# Instructions for the task:
Gather every line in the records below that contains the string "light", and treat uppercase and lowercase as different.

:: Task input ::

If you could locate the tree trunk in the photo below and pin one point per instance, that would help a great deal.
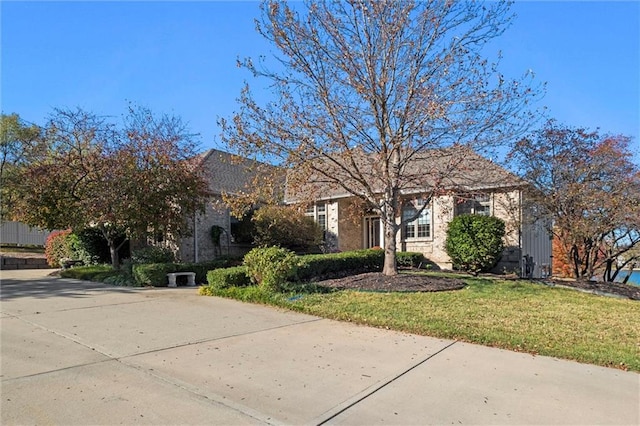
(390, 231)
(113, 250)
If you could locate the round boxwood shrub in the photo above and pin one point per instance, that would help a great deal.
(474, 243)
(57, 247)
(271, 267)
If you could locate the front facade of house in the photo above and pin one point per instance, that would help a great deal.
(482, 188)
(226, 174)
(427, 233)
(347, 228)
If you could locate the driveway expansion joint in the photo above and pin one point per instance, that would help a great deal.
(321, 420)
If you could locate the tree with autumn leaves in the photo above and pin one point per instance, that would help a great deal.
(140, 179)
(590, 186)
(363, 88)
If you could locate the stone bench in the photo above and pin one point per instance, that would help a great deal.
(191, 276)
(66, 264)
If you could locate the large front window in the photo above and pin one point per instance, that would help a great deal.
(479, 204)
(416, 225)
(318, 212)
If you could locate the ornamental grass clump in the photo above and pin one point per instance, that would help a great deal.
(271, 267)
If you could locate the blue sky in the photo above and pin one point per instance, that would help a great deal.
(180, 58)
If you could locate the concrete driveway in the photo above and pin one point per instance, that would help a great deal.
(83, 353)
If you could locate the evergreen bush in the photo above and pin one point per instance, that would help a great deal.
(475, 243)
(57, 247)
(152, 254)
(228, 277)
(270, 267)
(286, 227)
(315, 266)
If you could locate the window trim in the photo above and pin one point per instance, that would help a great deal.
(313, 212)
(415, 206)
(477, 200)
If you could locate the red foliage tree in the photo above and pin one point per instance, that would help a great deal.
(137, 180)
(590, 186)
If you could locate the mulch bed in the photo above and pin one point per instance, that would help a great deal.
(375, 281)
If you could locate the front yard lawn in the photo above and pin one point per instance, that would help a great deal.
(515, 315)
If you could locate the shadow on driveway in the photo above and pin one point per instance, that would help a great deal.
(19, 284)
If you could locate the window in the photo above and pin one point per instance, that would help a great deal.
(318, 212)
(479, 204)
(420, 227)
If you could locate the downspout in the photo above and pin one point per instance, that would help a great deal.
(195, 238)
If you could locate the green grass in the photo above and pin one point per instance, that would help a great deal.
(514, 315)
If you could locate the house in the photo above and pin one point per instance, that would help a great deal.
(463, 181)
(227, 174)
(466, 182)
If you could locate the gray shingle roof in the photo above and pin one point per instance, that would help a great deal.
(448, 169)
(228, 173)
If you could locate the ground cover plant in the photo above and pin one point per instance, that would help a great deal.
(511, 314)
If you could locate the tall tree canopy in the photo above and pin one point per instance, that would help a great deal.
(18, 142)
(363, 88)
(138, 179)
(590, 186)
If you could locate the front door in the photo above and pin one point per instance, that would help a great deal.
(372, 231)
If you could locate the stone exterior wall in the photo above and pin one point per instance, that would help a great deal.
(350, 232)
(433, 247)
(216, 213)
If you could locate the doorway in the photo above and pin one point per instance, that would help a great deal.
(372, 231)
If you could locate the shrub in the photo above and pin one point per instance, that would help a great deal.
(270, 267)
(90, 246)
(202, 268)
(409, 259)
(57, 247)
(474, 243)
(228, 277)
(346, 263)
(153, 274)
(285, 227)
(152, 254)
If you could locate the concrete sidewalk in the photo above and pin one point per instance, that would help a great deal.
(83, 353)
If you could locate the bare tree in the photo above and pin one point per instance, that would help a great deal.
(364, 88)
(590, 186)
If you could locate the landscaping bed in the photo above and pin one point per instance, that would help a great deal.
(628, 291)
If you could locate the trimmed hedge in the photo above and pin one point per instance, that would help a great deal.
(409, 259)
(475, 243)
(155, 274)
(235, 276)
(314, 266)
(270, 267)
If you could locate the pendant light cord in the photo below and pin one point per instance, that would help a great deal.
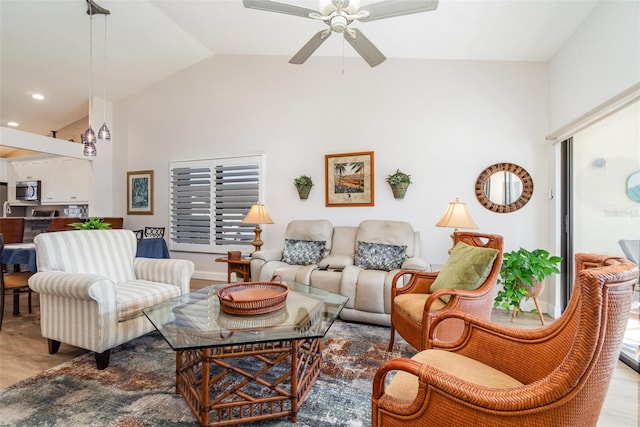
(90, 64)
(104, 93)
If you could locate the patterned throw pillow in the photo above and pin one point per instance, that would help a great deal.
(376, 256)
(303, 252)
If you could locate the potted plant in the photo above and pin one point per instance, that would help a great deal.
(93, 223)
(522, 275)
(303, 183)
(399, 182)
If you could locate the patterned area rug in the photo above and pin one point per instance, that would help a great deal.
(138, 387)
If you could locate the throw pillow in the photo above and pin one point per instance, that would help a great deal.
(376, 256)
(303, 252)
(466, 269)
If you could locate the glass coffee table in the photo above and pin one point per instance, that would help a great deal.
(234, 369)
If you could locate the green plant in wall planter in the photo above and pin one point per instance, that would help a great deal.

:::
:: Task input ::

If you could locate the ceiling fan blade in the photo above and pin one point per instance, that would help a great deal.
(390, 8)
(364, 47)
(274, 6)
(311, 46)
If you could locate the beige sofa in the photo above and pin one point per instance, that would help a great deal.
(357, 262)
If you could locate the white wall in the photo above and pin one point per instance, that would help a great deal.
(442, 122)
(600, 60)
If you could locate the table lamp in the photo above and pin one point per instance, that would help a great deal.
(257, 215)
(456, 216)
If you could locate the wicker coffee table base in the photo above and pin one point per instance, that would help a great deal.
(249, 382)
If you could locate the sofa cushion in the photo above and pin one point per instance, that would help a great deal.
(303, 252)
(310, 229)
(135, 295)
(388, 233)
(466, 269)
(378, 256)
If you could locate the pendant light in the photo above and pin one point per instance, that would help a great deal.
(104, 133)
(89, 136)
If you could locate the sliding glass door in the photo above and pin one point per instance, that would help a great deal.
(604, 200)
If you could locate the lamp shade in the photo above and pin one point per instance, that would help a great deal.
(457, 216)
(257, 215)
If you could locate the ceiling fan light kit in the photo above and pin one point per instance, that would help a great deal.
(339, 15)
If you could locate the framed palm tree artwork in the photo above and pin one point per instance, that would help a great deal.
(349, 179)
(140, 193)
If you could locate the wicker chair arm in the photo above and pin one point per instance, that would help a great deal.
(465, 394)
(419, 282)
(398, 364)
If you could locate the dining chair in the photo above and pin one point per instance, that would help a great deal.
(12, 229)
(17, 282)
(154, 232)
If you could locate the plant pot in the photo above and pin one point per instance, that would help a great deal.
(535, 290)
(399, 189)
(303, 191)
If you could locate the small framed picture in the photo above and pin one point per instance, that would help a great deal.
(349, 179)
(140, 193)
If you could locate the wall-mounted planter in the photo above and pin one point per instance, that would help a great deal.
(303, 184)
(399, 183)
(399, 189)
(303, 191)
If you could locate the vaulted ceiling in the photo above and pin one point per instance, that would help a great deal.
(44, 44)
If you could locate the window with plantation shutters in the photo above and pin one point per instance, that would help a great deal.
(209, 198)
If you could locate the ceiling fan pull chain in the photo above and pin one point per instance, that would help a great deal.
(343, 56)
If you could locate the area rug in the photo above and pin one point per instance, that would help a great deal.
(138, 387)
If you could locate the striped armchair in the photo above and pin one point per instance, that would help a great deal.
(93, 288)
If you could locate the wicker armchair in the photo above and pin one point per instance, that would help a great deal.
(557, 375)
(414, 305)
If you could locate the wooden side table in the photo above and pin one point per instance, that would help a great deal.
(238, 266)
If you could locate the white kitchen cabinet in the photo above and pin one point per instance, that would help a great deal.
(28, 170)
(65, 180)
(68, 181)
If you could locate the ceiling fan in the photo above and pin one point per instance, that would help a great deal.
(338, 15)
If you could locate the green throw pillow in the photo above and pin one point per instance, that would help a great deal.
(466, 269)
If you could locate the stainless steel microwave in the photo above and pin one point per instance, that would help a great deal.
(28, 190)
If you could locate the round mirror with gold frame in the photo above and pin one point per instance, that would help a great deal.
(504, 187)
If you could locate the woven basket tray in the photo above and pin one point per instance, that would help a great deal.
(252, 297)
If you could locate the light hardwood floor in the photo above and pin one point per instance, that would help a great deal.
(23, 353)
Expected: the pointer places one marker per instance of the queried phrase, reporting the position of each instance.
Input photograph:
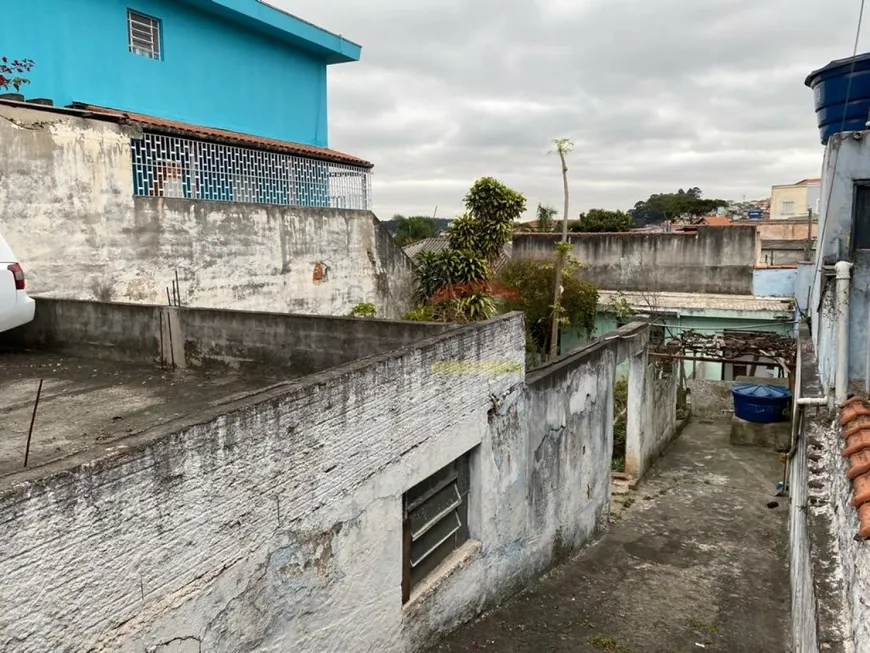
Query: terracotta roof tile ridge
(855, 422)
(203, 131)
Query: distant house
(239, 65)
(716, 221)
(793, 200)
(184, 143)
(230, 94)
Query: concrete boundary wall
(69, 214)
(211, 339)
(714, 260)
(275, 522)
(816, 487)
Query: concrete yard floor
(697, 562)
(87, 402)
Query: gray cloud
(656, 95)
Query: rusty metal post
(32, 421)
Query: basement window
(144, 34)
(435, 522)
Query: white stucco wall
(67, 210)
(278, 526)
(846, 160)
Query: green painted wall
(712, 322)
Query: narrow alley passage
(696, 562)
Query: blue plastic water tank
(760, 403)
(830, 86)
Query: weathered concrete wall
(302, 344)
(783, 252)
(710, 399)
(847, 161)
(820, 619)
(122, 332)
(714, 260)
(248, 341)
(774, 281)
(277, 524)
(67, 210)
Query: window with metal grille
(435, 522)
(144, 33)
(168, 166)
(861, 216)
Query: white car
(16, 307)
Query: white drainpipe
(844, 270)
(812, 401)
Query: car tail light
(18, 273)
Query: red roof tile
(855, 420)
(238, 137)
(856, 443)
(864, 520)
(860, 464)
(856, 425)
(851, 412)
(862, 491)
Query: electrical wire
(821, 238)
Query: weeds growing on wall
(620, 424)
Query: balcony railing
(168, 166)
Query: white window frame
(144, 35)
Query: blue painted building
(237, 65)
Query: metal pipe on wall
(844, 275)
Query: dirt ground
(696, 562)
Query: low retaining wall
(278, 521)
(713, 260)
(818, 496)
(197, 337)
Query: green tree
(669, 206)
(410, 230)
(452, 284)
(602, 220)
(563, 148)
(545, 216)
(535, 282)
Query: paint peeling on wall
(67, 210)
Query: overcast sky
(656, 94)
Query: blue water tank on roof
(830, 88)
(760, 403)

:::

# Answer:
If you could locate the pendant light cord in the photo below and pin one point per instance, that would help a great deal.
If you could locate the pendant light in the photo above and pin one point per instance, that would help a great deal.
If you could locate the ceiling fan light kit in the photo above and pin one point per instance, that would help a great deal.
If you could locate the light hardwood floor in the photo above and pin one point per instance, that would help a great deal.
Query: car tail light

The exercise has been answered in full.